_WORK INSTRUCTIONS_: Scan the entries that follow and copy out every line containing "wall".
##############################
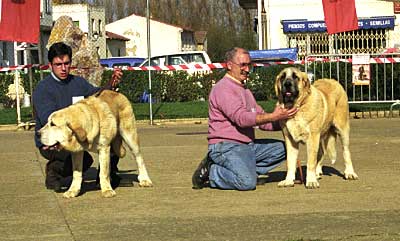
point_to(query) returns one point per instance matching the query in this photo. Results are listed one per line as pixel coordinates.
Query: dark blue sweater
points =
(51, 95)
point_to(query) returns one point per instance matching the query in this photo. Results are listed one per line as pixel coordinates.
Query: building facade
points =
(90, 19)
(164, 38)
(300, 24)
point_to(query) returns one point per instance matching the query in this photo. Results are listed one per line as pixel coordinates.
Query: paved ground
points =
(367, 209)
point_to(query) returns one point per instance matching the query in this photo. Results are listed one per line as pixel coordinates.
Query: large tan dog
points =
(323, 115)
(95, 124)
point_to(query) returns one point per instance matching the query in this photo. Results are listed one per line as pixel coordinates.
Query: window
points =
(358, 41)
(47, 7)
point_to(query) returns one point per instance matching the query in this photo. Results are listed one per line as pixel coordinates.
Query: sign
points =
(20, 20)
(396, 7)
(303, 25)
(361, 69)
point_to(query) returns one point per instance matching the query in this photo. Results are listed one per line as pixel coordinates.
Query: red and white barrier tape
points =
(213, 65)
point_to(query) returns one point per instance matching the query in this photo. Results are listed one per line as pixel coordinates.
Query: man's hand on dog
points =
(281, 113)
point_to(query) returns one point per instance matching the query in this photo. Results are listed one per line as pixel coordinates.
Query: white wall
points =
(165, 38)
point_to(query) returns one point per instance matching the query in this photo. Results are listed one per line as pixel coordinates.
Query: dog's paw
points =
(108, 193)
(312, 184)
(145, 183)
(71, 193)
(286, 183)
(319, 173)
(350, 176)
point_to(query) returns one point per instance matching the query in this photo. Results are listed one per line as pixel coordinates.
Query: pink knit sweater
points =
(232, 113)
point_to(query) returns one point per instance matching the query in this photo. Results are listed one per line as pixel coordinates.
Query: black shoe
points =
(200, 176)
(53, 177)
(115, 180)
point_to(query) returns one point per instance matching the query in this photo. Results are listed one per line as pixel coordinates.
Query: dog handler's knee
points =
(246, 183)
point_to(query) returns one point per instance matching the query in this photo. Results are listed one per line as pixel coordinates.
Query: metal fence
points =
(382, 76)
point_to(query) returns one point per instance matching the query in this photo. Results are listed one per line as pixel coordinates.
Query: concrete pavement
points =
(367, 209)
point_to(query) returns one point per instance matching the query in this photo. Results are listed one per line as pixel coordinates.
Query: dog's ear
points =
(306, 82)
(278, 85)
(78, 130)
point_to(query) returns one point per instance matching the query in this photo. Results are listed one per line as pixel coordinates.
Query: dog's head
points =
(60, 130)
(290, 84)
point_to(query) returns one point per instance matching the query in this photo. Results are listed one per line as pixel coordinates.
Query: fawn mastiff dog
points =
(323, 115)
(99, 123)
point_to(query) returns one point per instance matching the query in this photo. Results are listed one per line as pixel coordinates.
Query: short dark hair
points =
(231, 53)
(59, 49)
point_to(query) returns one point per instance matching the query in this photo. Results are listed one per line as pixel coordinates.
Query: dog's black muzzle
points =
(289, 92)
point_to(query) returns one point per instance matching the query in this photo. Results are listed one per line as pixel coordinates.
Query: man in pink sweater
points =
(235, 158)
##############################
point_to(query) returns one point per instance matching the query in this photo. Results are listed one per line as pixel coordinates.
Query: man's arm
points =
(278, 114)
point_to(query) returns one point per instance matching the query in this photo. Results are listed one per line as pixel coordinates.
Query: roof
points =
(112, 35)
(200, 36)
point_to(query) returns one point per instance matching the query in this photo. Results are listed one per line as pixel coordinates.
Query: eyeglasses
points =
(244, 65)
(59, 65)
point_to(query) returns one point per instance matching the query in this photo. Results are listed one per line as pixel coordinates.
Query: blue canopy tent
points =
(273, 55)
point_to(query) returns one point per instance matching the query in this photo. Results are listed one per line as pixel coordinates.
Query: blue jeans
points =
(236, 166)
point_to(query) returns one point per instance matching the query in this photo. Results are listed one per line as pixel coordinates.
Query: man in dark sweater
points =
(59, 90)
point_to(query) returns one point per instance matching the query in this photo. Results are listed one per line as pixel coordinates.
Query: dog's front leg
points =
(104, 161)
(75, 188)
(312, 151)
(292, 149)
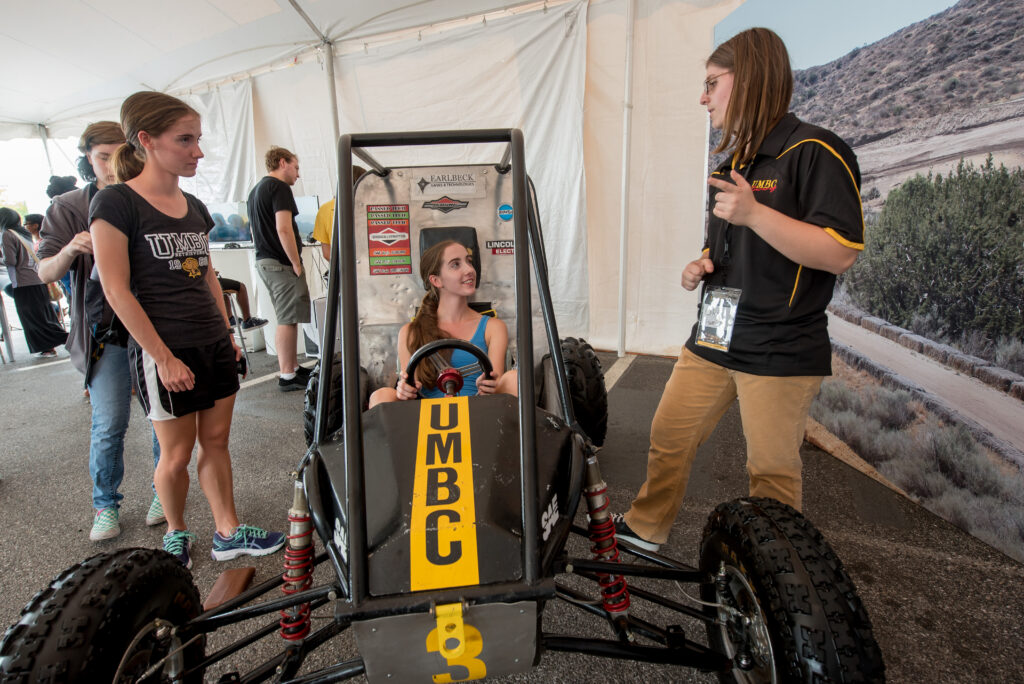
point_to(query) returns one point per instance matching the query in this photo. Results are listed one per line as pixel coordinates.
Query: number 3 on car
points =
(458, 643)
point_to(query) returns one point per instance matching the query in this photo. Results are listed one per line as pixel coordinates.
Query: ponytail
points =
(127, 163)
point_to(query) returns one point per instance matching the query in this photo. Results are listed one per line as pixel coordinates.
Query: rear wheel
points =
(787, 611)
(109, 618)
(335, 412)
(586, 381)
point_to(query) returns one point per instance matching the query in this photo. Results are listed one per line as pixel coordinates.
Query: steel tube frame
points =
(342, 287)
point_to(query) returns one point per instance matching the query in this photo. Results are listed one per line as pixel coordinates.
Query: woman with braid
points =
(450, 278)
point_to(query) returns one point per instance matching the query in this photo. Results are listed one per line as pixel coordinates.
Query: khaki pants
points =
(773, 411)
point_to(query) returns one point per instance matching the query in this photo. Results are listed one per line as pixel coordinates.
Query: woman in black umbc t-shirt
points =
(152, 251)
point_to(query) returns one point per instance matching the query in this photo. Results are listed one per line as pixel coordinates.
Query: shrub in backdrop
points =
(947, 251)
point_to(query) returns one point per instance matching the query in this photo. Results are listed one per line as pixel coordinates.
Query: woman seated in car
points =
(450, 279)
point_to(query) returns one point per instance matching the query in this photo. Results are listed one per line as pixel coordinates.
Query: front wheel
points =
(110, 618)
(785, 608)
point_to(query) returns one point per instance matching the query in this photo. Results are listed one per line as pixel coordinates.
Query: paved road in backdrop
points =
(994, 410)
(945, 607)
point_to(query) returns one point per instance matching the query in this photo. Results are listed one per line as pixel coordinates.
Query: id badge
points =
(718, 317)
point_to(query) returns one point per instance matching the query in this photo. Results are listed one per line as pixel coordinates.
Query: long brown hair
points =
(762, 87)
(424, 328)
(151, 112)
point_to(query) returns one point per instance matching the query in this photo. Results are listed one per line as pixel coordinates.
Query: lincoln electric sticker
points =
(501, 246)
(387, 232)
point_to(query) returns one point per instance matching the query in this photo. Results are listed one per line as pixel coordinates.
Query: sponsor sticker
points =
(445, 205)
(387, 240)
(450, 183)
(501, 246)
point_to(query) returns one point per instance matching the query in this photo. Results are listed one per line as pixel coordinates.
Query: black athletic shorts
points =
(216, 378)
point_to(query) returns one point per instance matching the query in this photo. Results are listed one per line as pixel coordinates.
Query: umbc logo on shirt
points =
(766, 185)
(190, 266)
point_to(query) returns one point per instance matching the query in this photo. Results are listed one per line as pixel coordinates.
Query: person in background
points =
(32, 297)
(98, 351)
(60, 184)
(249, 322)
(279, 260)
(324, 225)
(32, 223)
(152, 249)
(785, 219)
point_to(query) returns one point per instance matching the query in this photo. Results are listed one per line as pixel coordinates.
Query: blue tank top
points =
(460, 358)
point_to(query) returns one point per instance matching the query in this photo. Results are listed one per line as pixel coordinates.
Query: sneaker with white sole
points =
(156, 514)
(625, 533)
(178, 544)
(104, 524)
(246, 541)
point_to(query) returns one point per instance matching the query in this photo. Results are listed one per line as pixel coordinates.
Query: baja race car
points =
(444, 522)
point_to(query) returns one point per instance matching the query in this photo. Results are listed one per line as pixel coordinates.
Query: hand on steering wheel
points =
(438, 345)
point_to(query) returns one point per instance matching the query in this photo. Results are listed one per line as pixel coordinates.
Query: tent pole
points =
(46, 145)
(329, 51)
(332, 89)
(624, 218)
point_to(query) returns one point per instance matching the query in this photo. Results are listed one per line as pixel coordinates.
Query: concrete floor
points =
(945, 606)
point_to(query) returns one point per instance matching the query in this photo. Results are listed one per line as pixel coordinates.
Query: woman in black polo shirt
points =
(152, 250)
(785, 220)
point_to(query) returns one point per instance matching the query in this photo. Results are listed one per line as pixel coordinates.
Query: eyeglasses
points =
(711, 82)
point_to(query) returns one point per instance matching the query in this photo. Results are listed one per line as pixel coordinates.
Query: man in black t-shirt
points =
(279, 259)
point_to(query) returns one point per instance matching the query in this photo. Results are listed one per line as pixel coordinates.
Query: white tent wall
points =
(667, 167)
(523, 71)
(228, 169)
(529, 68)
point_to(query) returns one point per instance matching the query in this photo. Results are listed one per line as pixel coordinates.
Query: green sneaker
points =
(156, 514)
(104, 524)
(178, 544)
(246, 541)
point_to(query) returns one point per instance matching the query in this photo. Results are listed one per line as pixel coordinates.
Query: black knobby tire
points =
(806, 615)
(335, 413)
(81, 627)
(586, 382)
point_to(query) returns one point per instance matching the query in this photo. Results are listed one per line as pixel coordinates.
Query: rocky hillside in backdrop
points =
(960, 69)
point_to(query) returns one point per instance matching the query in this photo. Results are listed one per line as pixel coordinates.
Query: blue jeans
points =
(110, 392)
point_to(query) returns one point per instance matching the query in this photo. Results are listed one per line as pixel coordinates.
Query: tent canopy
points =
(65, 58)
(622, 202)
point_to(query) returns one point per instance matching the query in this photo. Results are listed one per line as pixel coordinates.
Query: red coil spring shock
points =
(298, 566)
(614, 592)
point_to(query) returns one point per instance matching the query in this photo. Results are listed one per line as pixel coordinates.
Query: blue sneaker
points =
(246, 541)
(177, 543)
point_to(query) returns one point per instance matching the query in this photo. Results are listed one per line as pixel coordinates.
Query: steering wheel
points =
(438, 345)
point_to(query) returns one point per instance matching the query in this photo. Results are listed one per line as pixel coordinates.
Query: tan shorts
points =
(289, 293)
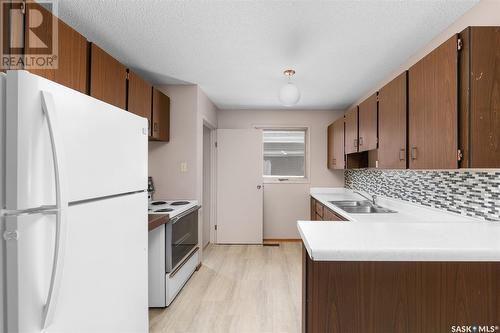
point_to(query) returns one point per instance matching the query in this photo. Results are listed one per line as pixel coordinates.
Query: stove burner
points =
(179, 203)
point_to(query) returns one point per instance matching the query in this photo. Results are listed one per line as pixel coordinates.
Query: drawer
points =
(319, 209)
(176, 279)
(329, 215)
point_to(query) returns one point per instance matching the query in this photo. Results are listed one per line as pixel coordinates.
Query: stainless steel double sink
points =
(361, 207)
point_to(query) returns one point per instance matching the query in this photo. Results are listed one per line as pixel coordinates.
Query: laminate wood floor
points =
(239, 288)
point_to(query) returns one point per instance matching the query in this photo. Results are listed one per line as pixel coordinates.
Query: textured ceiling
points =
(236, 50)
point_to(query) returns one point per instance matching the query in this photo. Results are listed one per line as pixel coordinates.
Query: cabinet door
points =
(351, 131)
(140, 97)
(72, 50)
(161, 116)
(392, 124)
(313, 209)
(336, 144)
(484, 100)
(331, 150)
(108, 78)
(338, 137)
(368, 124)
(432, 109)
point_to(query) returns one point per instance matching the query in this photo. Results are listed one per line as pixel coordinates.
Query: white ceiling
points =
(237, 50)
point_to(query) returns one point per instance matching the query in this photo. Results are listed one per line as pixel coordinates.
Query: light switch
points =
##############################
_EXERCISE RESULT_:
Query: white wall
Query: white tent wall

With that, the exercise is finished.